> [WHAT IS NEEDED]
Answer these questions using the text on whether COVID-19 is becoming endemic:
1. How does the text define an endemic disease?
2. Which disease does the text present as a perfect example of a shift from pandemic to endemic?
3. What share of the world's population did influenza infect in 1918?

> [TEXT UNDER STUDY]
──────────

Is COVID-19 transitioning from being a pandemic to being endemic? This is something many public health experts are debating. But what’s the difference, and what are the implications? Let’s take a look.
Defining These Terms
- Epidemic: A disease outbreak that spreads rapidly within a finite geographical area.
- Pandemic: A disease outbreak that spreads rapidly across several countries, continents, or the whole world
- Endemic: A disease that’s consistently present in the population, with relatively low spread
A disease usually becomes endemic only after the population develops a certain level of herd immunity against it. That is, when enough people develop antibodies against the disease — through becoming infected, getting vaccinated, or both — that the disease isn’t able to spread nearly as quickly.
What Does an Endemic Look Like?
Many diseases are endemic in the world today: the common cold, chicken pox, malaria, and hepatitis B, to name a few. But let’s focus on influenza (the flu), a perfect example of a disease that has transitioned from pandemic to endemic.
In 1918, influenza caused the most severe pandemic in recent history, infecting one third of the world’s population and causing at least 50 million deaths.

──────────

> [Items from a data source]
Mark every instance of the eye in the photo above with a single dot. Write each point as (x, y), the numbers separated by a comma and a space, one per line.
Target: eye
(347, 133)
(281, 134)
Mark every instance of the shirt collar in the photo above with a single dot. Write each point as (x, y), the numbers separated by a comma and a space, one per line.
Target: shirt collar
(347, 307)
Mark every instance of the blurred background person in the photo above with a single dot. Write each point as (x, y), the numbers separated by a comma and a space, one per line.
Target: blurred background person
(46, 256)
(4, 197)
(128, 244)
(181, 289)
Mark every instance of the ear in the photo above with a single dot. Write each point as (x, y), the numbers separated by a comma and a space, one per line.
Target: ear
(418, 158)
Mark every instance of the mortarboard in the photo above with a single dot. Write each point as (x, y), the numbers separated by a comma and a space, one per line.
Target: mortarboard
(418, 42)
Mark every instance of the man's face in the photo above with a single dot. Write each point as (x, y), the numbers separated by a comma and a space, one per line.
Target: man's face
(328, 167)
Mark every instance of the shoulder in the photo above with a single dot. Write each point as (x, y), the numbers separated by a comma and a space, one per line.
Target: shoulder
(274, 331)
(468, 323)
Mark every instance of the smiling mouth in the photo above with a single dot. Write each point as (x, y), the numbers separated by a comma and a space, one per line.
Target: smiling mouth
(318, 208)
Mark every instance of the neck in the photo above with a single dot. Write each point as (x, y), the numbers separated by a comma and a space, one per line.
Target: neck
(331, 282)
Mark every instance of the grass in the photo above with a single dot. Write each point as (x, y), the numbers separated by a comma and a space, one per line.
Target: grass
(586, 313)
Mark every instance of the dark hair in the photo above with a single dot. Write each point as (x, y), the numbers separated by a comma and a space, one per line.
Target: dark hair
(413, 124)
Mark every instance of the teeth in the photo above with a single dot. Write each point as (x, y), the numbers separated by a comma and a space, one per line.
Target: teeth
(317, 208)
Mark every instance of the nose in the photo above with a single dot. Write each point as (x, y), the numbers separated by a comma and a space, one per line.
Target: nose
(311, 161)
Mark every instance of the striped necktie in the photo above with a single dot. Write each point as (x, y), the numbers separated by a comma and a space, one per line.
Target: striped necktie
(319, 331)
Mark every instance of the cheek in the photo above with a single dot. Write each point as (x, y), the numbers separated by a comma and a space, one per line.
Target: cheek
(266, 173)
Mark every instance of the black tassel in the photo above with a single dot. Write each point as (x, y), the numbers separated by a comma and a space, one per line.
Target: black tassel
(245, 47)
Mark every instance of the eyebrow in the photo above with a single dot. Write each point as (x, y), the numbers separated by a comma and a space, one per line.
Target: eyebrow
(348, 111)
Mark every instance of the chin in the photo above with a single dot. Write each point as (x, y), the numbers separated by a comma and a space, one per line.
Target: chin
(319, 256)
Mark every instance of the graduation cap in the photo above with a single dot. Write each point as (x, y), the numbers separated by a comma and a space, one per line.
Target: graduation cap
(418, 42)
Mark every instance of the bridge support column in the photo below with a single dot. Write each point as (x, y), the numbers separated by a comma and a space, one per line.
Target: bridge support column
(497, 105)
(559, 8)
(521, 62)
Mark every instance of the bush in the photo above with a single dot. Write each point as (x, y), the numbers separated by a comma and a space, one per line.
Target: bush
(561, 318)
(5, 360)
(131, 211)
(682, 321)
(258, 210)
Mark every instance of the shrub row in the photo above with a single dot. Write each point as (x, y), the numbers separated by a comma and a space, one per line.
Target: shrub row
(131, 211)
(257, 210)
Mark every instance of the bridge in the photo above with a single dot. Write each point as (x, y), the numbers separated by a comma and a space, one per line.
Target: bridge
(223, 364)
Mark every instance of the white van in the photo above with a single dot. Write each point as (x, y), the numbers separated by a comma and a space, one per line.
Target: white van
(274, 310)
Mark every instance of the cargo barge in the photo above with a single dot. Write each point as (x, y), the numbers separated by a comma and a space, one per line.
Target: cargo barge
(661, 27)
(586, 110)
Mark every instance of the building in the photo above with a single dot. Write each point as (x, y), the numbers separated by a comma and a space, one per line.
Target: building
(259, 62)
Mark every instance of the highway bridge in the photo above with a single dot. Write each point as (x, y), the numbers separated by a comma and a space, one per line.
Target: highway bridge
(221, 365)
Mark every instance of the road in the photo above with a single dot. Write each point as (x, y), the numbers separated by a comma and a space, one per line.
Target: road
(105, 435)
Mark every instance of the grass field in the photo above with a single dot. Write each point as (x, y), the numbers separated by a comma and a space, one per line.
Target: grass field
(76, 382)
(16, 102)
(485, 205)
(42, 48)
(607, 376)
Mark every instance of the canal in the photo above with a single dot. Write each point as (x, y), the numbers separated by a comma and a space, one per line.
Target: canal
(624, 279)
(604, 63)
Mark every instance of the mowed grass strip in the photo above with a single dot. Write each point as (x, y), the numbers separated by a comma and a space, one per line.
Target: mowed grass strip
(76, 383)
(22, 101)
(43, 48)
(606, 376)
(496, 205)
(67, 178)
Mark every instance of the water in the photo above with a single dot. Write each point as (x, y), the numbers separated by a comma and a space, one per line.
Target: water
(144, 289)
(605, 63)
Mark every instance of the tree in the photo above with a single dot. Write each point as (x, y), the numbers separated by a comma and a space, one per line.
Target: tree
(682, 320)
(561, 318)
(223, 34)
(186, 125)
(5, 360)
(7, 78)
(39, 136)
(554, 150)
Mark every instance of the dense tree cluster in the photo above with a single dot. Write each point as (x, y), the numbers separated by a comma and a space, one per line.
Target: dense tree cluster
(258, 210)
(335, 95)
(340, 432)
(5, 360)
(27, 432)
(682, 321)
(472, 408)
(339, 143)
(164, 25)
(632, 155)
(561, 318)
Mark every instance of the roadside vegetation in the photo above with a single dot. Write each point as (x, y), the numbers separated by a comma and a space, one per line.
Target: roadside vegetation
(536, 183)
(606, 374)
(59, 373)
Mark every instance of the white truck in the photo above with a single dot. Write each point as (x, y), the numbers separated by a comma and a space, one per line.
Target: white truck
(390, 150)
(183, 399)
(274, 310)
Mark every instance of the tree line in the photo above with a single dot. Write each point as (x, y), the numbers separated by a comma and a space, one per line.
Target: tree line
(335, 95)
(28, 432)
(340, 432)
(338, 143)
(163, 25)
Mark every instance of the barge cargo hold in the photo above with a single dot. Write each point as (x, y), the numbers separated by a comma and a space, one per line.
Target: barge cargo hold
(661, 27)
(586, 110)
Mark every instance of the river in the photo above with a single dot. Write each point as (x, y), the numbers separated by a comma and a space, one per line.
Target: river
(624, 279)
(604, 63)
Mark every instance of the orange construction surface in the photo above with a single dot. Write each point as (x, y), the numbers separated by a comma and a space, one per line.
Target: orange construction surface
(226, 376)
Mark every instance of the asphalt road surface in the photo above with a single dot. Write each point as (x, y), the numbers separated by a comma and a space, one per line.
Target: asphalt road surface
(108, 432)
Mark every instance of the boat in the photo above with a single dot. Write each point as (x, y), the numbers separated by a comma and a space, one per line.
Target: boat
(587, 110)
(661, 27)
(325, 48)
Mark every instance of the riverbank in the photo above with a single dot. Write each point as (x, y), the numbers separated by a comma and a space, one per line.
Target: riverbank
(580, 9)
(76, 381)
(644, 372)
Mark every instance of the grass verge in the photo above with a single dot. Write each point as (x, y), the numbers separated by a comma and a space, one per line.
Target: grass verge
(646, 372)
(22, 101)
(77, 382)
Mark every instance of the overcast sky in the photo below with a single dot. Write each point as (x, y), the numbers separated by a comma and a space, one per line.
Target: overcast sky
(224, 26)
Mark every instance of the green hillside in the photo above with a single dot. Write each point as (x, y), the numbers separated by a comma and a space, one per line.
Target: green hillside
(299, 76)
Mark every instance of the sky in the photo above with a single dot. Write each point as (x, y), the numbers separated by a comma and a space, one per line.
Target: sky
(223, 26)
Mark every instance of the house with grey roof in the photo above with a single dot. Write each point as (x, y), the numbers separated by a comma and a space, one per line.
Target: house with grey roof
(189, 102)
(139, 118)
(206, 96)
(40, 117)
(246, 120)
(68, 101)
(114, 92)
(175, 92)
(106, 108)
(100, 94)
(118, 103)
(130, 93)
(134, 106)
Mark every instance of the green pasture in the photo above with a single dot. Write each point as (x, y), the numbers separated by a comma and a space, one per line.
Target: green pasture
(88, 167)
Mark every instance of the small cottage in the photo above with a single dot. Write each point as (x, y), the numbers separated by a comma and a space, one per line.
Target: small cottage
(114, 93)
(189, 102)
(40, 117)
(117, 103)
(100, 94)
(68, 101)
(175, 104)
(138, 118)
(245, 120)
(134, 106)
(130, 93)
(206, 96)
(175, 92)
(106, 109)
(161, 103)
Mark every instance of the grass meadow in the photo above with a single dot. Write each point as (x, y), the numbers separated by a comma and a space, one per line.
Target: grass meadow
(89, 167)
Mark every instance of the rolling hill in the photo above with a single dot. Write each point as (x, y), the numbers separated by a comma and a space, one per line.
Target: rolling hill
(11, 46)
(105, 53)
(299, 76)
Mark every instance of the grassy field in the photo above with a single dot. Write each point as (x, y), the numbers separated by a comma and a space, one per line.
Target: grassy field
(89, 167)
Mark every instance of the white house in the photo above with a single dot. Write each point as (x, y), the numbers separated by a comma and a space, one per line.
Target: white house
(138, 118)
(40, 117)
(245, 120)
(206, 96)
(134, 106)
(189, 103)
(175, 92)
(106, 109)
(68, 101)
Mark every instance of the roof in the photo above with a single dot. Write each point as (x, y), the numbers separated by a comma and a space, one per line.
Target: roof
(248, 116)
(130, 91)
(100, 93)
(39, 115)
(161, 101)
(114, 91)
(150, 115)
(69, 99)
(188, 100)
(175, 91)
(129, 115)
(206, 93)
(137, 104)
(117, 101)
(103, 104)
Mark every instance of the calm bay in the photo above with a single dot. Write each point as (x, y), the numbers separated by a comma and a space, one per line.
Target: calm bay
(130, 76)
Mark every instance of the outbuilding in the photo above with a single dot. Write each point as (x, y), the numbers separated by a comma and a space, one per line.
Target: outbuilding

──────────

> [EXERCISE RESULT]
1. A disease that's consistently present in the population, with relatively low spread.
2. Influenza (the flu).
3. One third.